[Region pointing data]
*-*-*
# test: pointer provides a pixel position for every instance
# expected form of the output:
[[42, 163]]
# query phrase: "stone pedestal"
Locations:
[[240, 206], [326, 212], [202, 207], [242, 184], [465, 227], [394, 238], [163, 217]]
*-*-*
- GOAL OF THE EXERCISE: Return every line from the one holding "# expected form" through the end of the data, exactly as it appears, with both ends kept and nothing else.

- YOUR SOLUTION:
# expected form of the output:
[[42, 163]]
# query phrase: "stone pedestal"
Locations:
[[240, 206], [326, 212], [202, 207], [242, 184], [465, 227], [394, 238], [163, 217]]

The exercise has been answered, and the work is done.